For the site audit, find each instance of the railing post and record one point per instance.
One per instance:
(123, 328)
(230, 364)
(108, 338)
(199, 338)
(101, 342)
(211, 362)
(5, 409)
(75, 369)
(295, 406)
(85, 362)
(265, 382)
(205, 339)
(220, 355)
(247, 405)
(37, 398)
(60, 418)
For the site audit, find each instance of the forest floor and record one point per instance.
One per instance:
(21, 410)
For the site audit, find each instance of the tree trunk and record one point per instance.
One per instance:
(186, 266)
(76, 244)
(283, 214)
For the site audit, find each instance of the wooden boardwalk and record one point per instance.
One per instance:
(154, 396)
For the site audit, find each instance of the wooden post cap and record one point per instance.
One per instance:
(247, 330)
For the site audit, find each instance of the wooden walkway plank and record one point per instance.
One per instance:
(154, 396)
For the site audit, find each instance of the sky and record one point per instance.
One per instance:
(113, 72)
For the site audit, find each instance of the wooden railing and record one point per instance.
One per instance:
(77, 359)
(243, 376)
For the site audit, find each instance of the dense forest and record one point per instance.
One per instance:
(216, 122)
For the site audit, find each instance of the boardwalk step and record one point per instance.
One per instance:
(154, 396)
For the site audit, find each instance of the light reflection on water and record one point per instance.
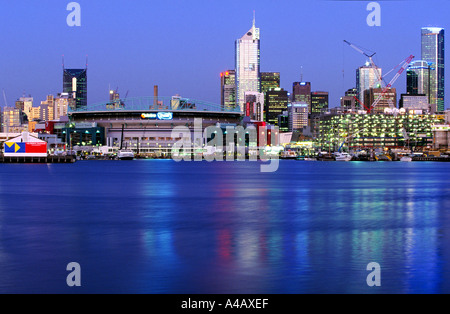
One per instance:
(166, 227)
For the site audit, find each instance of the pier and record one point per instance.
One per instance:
(37, 160)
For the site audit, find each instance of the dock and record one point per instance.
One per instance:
(37, 160)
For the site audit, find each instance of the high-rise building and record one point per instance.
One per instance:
(387, 100)
(75, 84)
(276, 101)
(254, 106)
(301, 92)
(367, 77)
(62, 104)
(228, 90)
(433, 53)
(418, 78)
(247, 64)
(298, 116)
(269, 80)
(319, 102)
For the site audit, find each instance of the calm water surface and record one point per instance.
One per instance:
(155, 226)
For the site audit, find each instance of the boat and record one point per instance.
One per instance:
(343, 157)
(288, 155)
(406, 159)
(125, 155)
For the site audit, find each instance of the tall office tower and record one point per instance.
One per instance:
(25, 104)
(276, 101)
(62, 102)
(228, 90)
(11, 119)
(254, 106)
(75, 84)
(367, 77)
(433, 52)
(247, 64)
(418, 78)
(269, 80)
(298, 116)
(301, 92)
(319, 102)
(47, 109)
(388, 100)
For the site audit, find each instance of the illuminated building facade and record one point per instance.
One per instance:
(433, 53)
(75, 84)
(228, 90)
(376, 130)
(247, 64)
(269, 80)
(276, 101)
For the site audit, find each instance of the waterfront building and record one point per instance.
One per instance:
(269, 80)
(348, 103)
(384, 130)
(416, 103)
(254, 106)
(388, 100)
(47, 109)
(62, 103)
(276, 101)
(301, 92)
(228, 90)
(247, 64)
(367, 77)
(283, 122)
(75, 84)
(418, 78)
(433, 53)
(319, 102)
(298, 116)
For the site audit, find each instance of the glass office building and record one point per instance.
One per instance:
(247, 64)
(75, 84)
(433, 53)
(228, 90)
(269, 80)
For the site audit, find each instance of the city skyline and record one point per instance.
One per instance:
(328, 64)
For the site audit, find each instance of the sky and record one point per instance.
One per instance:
(182, 46)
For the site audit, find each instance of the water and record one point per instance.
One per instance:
(156, 226)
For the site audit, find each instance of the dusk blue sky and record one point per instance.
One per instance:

═══

→ **DESCRIPTION OF THE TASK**: For each line in the entries that holds "building", return that line.

→ **REPLY**:
For the site audit, find each instance of the high-rise building and record one point per instance.
For the site audit, find each instance of the illuminated building facade and record one point per instance.
For the site audit, find each instance of the waterfront building and record one point per instance.
For the site audit, find each instance of the glass office building and record one point per instance.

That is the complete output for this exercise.